§ WRITTEN INSTRUCTION
Below is a set of records; restate each one word for word.

§ Records from a collection
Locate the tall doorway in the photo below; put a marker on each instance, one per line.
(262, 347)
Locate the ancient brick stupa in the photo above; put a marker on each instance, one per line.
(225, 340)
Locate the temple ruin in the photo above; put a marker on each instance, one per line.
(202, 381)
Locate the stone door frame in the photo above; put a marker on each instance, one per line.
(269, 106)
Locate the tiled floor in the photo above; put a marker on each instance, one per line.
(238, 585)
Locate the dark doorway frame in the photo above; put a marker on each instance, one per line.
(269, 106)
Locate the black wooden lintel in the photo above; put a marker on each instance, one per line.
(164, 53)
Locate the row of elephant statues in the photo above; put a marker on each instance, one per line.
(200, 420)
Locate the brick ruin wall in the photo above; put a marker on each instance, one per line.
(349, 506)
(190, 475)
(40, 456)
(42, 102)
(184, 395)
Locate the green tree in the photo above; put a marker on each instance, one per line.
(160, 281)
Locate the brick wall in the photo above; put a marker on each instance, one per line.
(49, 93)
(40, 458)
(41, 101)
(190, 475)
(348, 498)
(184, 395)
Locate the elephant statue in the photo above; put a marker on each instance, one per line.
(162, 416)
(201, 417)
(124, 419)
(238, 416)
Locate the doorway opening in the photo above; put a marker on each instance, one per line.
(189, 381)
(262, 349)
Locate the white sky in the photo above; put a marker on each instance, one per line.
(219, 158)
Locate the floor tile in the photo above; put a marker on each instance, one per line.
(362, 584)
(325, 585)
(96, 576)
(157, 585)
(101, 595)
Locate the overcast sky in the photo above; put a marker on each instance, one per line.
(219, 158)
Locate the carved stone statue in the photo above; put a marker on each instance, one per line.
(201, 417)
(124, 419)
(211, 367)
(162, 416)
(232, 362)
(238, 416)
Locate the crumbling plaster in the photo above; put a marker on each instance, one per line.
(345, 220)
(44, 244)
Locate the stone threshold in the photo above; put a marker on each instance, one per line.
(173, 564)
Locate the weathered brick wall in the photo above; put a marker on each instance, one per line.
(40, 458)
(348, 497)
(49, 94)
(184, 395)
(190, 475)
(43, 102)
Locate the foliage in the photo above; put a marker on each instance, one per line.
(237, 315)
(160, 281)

§ TASK OUTPUT
Locate the tall doorway in the photo below; put a marker on each instance, one per line.
(262, 347)
Locate the ancient brick stupa in the photo above; put a marker on each instance, one per line.
(225, 340)
Locate the temple ruin in the photo above; put a marker on each instance, one per line.
(202, 381)
Locate the stone door frame in the photo above; put a marker on each instance, one per line.
(269, 106)
Locate the tiled floor in the photo above; put a marker on each instance, one per line.
(238, 585)
Locate the dark doorway frame in the photo above; put a marker on each instance, one per line.
(269, 106)
Locate the black wooden lintel in the photo above; put a marker on each instance, one per line.
(164, 53)
Locate the row of elephant statues in the photo above; put a marker on each instance, one per line.
(200, 420)
Locate the brick ruin wall in the photo above; put a marker on each instance, one per line.
(349, 506)
(190, 475)
(40, 456)
(42, 102)
(184, 395)
Locate the green tree in the photo above; put a marker on each instance, one per line.
(160, 281)
Locate the brick wall in the photo above; put a marker on each instance, one per line.
(49, 93)
(40, 458)
(41, 101)
(190, 475)
(348, 498)
(184, 395)
Locate the elephant statue in the photo above; put a marker on each instance, one per line.
(162, 416)
(201, 417)
(124, 419)
(238, 416)
Locate the doorway opening in the photo above; put a marker on each instance, one per line.
(189, 381)
(262, 349)
Locate the white sky in the photo above; put a marker on each instance, one per line.
(219, 158)
Locate the floor tile in the photo above; put a marker on each instance, one per line.
(362, 584)
(325, 585)
(96, 576)
(157, 585)
(101, 595)
Locate the overcast sky in the photo above; put a marker on each instance, one per line.
(219, 158)
Locate the carved stone statue in the photo above; put a marker on each instance, one per line.
(201, 417)
(124, 419)
(211, 367)
(162, 416)
(232, 362)
(238, 416)
Locate the crumbling plaster in the photo above; put a marker on each instance, one per line.
(345, 220)
(44, 244)
Locate the stone threshold in the photo above; put a marker on each instance, one per line.
(173, 564)
Locate the weathered brick wall in the photo above; put a marker on each instance, one per line.
(40, 458)
(348, 497)
(49, 94)
(184, 395)
(190, 475)
(43, 102)
Locate the foliage in the photo above; put a marker on each instance, one per line.
(237, 315)
(160, 281)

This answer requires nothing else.